§ Input for this task
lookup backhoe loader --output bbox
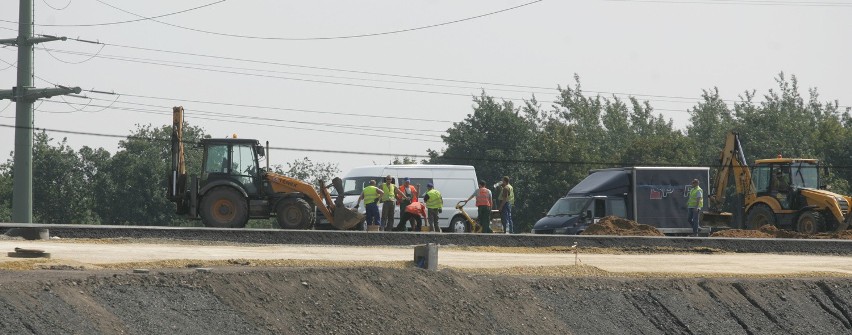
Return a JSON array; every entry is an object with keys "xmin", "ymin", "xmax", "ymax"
[
  {"xmin": 167, "ymin": 107, "xmax": 363, "ymax": 229},
  {"xmin": 702, "ymin": 132, "xmax": 852, "ymax": 234}
]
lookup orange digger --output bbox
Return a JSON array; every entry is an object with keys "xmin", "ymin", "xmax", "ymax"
[{"xmin": 167, "ymin": 107, "xmax": 363, "ymax": 229}]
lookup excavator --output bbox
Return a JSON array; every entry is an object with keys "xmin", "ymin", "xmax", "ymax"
[
  {"xmin": 702, "ymin": 132, "xmax": 852, "ymax": 234},
  {"xmin": 167, "ymin": 107, "xmax": 364, "ymax": 229}
]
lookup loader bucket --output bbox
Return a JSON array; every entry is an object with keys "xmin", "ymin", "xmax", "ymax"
[
  {"xmin": 699, "ymin": 211, "xmax": 734, "ymax": 228},
  {"xmin": 331, "ymin": 206, "xmax": 364, "ymax": 230}
]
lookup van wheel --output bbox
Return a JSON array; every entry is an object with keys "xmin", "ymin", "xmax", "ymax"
[{"xmin": 449, "ymin": 215, "xmax": 470, "ymax": 233}]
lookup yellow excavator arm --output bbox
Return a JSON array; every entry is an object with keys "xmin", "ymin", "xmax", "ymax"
[
  {"xmin": 709, "ymin": 132, "xmax": 755, "ymax": 212},
  {"xmin": 266, "ymin": 172, "xmax": 363, "ymax": 229}
]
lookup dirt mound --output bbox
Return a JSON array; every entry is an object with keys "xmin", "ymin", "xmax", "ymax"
[
  {"xmin": 582, "ymin": 216, "xmax": 665, "ymax": 236},
  {"xmin": 0, "ymin": 267, "xmax": 852, "ymax": 335},
  {"xmin": 710, "ymin": 229, "xmax": 775, "ymax": 238}
]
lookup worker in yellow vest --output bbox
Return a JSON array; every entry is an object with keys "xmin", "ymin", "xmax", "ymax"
[
  {"xmin": 464, "ymin": 180, "xmax": 492, "ymax": 233},
  {"xmin": 380, "ymin": 175, "xmax": 402, "ymax": 231},
  {"xmin": 423, "ymin": 183, "xmax": 444, "ymax": 233},
  {"xmin": 686, "ymin": 179, "xmax": 704, "ymax": 236},
  {"xmin": 500, "ymin": 176, "xmax": 515, "ymax": 234},
  {"xmin": 355, "ymin": 180, "xmax": 385, "ymax": 230}
]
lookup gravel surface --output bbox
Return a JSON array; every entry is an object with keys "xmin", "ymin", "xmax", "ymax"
[
  {"xmin": 0, "ymin": 267, "xmax": 852, "ymax": 334},
  {"xmin": 5, "ymin": 224, "xmax": 852, "ymax": 255}
]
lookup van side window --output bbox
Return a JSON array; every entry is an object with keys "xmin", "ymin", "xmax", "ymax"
[
  {"xmin": 406, "ymin": 180, "xmax": 432, "ymax": 200},
  {"xmin": 595, "ymin": 199, "xmax": 606, "ymax": 218},
  {"xmin": 606, "ymin": 199, "xmax": 627, "ymax": 218}
]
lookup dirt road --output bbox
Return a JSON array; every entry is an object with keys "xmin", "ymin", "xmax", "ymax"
[{"xmin": 0, "ymin": 240, "xmax": 852, "ymax": 276}]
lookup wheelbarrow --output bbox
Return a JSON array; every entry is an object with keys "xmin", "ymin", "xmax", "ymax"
[{"xmin": 456, "ymin": 201, "xmax": 482, "ymax": 233}]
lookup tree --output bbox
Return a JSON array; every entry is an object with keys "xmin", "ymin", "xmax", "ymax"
[
  {"xmin": 273, "ymin": 157, "xmax": 341, "ymax": 187},
  {"xmin": 92, "ymin": 125, "xmax": 204, "ymax": 226}
]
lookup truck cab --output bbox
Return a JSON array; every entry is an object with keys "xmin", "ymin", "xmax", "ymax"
[{"xmin": 533, "ymin": 196, "xmax": 627, "ymax": 235}]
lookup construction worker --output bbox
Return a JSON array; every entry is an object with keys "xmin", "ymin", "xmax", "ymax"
[
  {"xmin": 464, "ymin": 179, "xmax": 492, "ymax": 234},
  {"xmin": 686, "ymin": 179, "xmax": 704, "ymax": 236},
  {"xmin": 380, "ymin": 175, "xmax": 402, "ymax": 231},
  {"xmin": 396, "ymin": 177, "xmax": 418, "ymax": 231},
  {"xmin": 500, "ymin": 176, "xmax": 515, "ymax": 234},
  {"xmin": 423, "ymin": 183, "xmax": 444, "ymax": 233},
  {"xmin": 355, "ymin": 180, "xmax": 385, "ymax": 230},
  {"xmin": 394, "ymin": 201, "xmax": 426, "ymax": 231}
]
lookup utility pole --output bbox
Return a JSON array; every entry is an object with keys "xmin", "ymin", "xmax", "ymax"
[{"xmin": 0, "ymin": 0, "xmax": 80, "ymax": 239}]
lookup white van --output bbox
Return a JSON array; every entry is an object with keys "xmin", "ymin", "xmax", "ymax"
[{"xmin": 326, "ymin": 164, "xmax": 479, "ymax": 233}]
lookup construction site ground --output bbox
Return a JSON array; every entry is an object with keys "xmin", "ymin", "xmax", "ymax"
[{"xmin": 0, "ymin": 233, "xmax": 852, "ymax": 334}]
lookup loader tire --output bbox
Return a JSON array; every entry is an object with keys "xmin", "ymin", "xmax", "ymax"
[
  {"xmin": 746, "ymin": 204, "xmax": 775, "ymax": 229},
  {"xmin": 275, "ymin": 198, "xmax": 314, "ymax": 229},
  {"xmin": 796, "ymin": 211, "xmax": 825, "ymax": 235},
  {"xmin": 449, "ymin": 215, "xmax": 470, "ymax": 233},
  {"xmin": 201, "ymin": 187, "xmax": 248, "ymax": 228}
]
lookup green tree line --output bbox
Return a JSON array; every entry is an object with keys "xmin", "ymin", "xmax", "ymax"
[
  {"xmin": 429, "ymin": 73, "xmax": 852, "ymax": 229},
  {"xmin": 0, "ymin": 73, "xmax": 852, "ymax": 229}
]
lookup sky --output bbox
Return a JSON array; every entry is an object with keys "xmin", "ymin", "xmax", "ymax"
[{"xmin": 0, "ymin": 0, "xmax": 852, "ymax": 174}]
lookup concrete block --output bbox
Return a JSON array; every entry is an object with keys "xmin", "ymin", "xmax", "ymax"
[{"xmin": 414, "ymin": 243, "xmax": 438, "ymax": 271}]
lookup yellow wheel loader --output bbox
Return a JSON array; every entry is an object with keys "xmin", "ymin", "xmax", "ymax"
[
  {"xmin": 702, "ymin": 132, "xmax": 852, "ymax": 234},
  {"xmin": 168, "ymin": 107, "xmax": 363, "ymax": 229}
]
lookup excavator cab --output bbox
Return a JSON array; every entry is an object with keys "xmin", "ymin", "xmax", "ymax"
[{"xmin": 199, "ymin": 138, "xmax": 263, "ymax": 198}]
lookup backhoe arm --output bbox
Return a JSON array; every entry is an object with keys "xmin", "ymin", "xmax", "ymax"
[{"xmin": 710, "ymin": 132, "xmax": 755, "ymax": 212}]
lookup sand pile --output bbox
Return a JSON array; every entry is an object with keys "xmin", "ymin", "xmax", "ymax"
[{"xmin": 582, "ymin": 216, "xmax": 664, "ymax": 236}]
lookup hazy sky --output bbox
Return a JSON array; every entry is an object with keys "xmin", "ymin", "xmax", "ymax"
[{"xmin": 0, "ymin": 0, "xmax": 852, "ymax": 173}]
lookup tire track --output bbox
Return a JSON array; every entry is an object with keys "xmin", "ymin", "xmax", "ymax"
[{"xmin": 698, "ymin": 282, "xmax": 755, "ymax": 335}]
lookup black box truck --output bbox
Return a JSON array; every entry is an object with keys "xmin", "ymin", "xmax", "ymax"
[{"xmin": 532, "ymin": 167, "xmax": 710, "ymax": 234}]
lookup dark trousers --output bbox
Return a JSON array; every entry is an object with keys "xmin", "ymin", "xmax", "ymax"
[
  {"xmin": 394, "ymin": 211, "xmax": 423, "ymax": 231},
  {"xmin": 500, "ymin": 202, "xmax": 515, "ymax": 234},
  {"xmin": 364, "ymin": 202, "xmax": 379, "ymax": 225},
  {"xmin": 382, "ymin": 201, "xmax": 396, "ymax": 231},
  {"xmin": 476, "ymin": 206, "xmax": 491, "ymax": 233},
  {"xmin": 426, "ymin": 208, "xmax": 441, "ymax": 233},
  {"xmin": 687, "ymin": 208, "xmax": 698, "ymax": 234}
]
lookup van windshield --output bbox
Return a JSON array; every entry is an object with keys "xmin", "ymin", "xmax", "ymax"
[
  {"xmin": 547, "ymin": 198, "xmax": 589, "ymax": 216},
  {"xmin": 343, "ymin": 177, "xmax": 384, "ymax": 195}
]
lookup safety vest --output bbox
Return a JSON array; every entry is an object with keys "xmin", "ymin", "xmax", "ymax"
[
  {"xmin": 426, "ymin": 188, "xmax": 444, "ymax": 209},
  {"xmin": 405, "ymin": 202, "xmax": 426, "ymax": 217},
  {"xmin": 382, "ymin": 183, "xmax": 396, "ymax": 202},
  {"xmin": 686, "ymin": 186, "xmax": 704, "ymax": 208},
  {"xmin": 476, "ymin": 187, "xmax": 491, "ymax": 208},
  {"xmin": 364, "ymin": 185, "xmax": 379, "ymax": 205},
  {"xmin": 500, "ymin": 185, "xmax": 515, "ymax": 205},
  {"xmin": 399, "ymin": 185, "xmax": 417, "ymax": 202}
]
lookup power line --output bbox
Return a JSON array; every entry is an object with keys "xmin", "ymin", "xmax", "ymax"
[
  {"xmin": 39, "ymin": 98, "xmax": 446, "ymax": 136},
  {"xmin": 69, "ymin": 38, "xmax": 772, "ymax": 107},
  {"xmin": 36, "ymin": 44, "xmax": 106, "ymax": 64},
  {"xmin": 96, "ymin": 0, "xmax": 544, "ymax": 41},
  {"xmin": 37, "ymin": 100, "xmax": 441, "ymax": 142},
  {"xmin": 603, "ymin": 0, "xmax": 852, "ymax": 7},
  {"xmin": 0, "ymin": 0, "xmax": 227, "ymax": 27},
  {"xmin": 38, "ymin": 48, "xmax": 564, "ymax": 98},
  {"xmin": 6, "ymin": 124, "xmax": 852, "ymax": 169},
  {"xmin": 84, "ymin": 90, "xmax": 460, "ymax": 123},
  {"xmin": 41, "ymin": 0, "xmax": 74, "ymax": 10},
  {"xmin": 31, "ymin": 47, "xmax": 700, "ymax": 112}
]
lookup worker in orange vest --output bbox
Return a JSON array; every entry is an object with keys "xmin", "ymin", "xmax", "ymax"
[
  {"xmin": 393, "ymin": 201, "xmax": 426, "ymax": 231},
  {"xmin": 464, "ymin": 179, "xmax": 492, "ymax": 233}
]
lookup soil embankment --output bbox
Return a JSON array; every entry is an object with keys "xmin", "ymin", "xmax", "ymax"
[{"xmin": 0, "ymin": 267, "xmax": 852, "ymax": 334}]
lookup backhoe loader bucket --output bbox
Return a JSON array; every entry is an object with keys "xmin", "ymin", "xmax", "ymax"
[
  {"xmin": 332, "ymin": 206, "xmax": 364, "ymax": 230},
  {"xmin": 699, "ymin": 211, "xmax": 734, "ymax": 228}
]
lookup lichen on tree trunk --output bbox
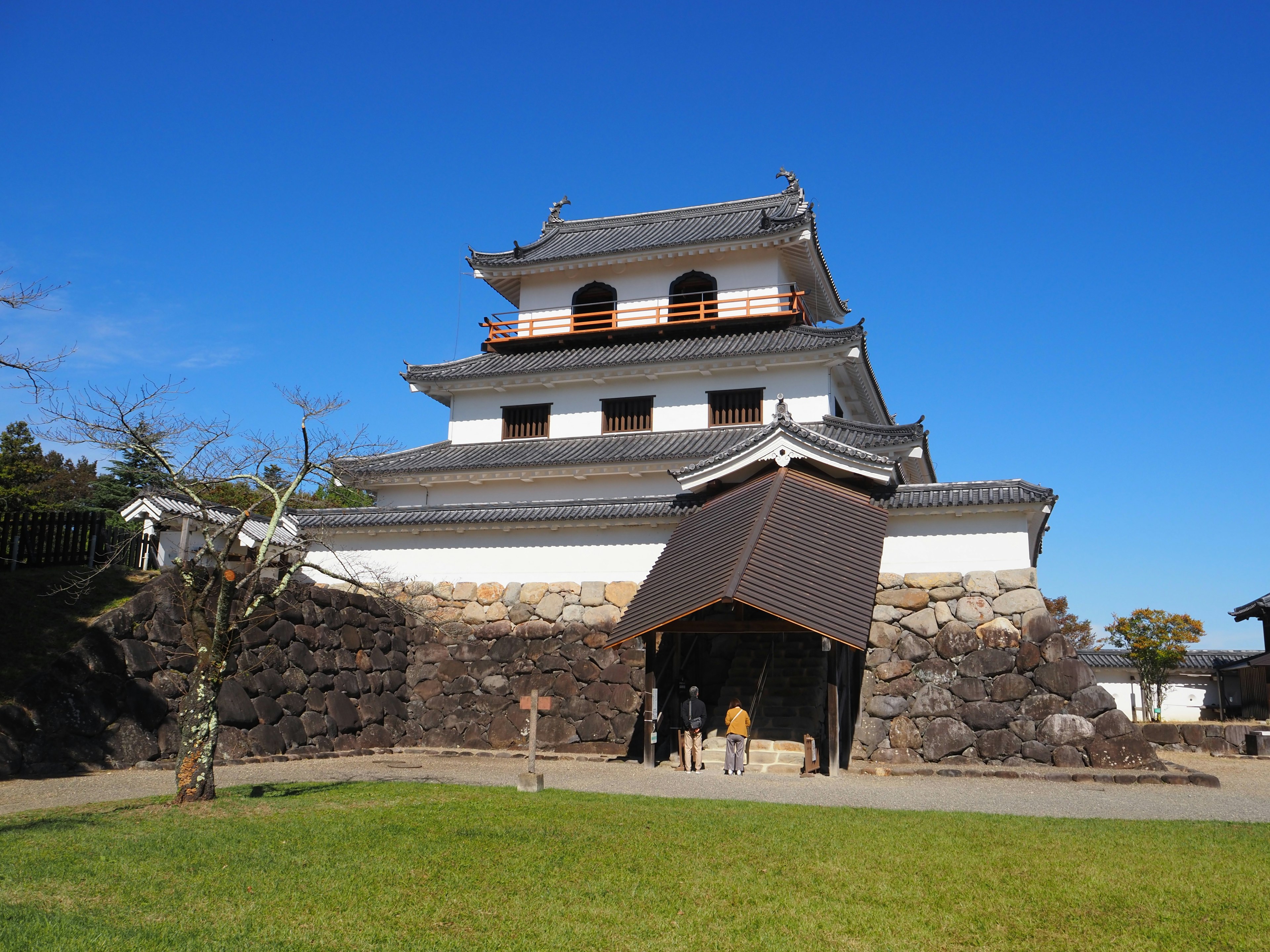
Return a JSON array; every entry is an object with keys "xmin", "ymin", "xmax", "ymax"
[{"xmin": 177, "ymin": 571, "xmax": 234, "ymax": 804}]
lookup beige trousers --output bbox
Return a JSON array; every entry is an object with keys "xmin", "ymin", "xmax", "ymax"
[{"xmin": 683, "ymin": 731, "xmax": 701, "ymax": 771}]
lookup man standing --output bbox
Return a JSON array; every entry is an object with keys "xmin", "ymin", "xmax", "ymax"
[
  {"xmin": 723, "ymin": 697, "xmax": 749, "ymax": 777},
  {"xmin": 679, "ymin": 688, "xmax": 706, "ymax": 773}
]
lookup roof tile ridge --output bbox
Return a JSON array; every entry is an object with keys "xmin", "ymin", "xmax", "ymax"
[{"xmin": 546, "ymin": 192, "xmax": 785, "ymax": 231}]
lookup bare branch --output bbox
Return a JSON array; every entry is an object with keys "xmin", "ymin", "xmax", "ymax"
[{"xmin": 0, "ymin": 272, "xmax": 70, "ymax": 311}]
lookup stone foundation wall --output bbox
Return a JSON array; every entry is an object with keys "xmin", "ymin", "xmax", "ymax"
[
  {"xmin": 0, "ymin": 575, "xmax": 644, "ymax": 775},
  {"xmin": 851, "ymin": 569, "xmax": 1160, "ymax": 768}
]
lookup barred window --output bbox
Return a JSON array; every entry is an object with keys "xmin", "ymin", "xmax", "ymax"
[
  {"xmin": 503, "ymin": 404, "xmax": 551, "ymax": 439},
  {"xmin": 599, "ymin": 397, "xmax": 653, "ymax": 433},
  {"xmin": 709, "ymin": 387, "xmax": 763, "ymax": 426}
]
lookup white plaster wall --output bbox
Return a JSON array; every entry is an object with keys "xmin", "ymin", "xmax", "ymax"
[
  {"xmin": 449, "ymin": 363, "xmax": 833, "ymax": 443},
  {"xmin": 375, "ymin": 470, "xmax": 683, "ymax": 506},
  {"xmin": 309, "ymin": 526, "xmax": 673, "ymax": 585},
  {"xmin": 881, "ymin": 512, "xmax": 1031, "ymax": 575},
  {"xmin": 1093, "ymin": 668, "xmax": 1217, "ymax": 721},
  {"xmin": 521, "ymin": 248, "xmax": 790, "ymax": 312}
]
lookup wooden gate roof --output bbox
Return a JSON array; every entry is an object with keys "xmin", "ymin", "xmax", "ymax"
[{"xmin": 608, "ymin": 467, "xmax": 886, "ymax": 649}]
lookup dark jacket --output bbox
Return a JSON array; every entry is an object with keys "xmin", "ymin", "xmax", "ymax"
[{"xmin": 679, "ymin": 697, "xmax": 706, "ymax": 731}]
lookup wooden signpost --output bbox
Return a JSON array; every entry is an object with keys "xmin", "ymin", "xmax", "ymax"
[{"xmin": 516, "ymin": 688, "xmax": 551, "ymax": 793}]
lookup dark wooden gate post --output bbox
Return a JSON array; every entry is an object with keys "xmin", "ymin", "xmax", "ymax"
[
  {"xmin": 644, "ymin": 631, "xmax": 662, "ymax": 769},
  {"xmin": 824, "ymin": 641, "xmax": 842, "ymax": 777}
]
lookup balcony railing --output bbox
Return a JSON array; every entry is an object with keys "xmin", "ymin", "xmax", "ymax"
[{"xmin": 481, "ymin": 284, "xmax": 809, "ymax": 341}]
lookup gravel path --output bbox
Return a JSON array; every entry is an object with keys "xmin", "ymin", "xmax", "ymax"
[{"xmin": 0, "ymin": 753, "xmax": 1270, "ymax": 822}]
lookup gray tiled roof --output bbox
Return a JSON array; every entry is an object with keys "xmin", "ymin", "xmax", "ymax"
[
  {"xmin": 467, "ymin": 190, "xmax": 812, "ymax": 268},
  {"xmin": 881, "ymin": 480, "xmax": 1058, "ymax": 509},
  {"xmin": 343, "ymin": 417, "xmax": 921, "ymax": 477},
  {"xmin": 401, "ymin": 325, "xmax": 865, "ymax": 383},
  {"xmin": 1076, "ymin": 650, "xmax": 1264, "ymax": 671},
  {"xmin": 1231, "ymin": 594, "xmax": 1270, "ymax": 622},
  {"xmin": 295, "ymin": 494, "xmax": 702, "ymax": 529}
]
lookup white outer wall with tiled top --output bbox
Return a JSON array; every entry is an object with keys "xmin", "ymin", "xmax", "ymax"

§ To be done
Report each line of the items above that contains the word "white", copying every such line in full.

§ Response below
lookup white van --output bbox
lookup white plaster wall --output bbox
lookup white outer wall with tiled top --output bbox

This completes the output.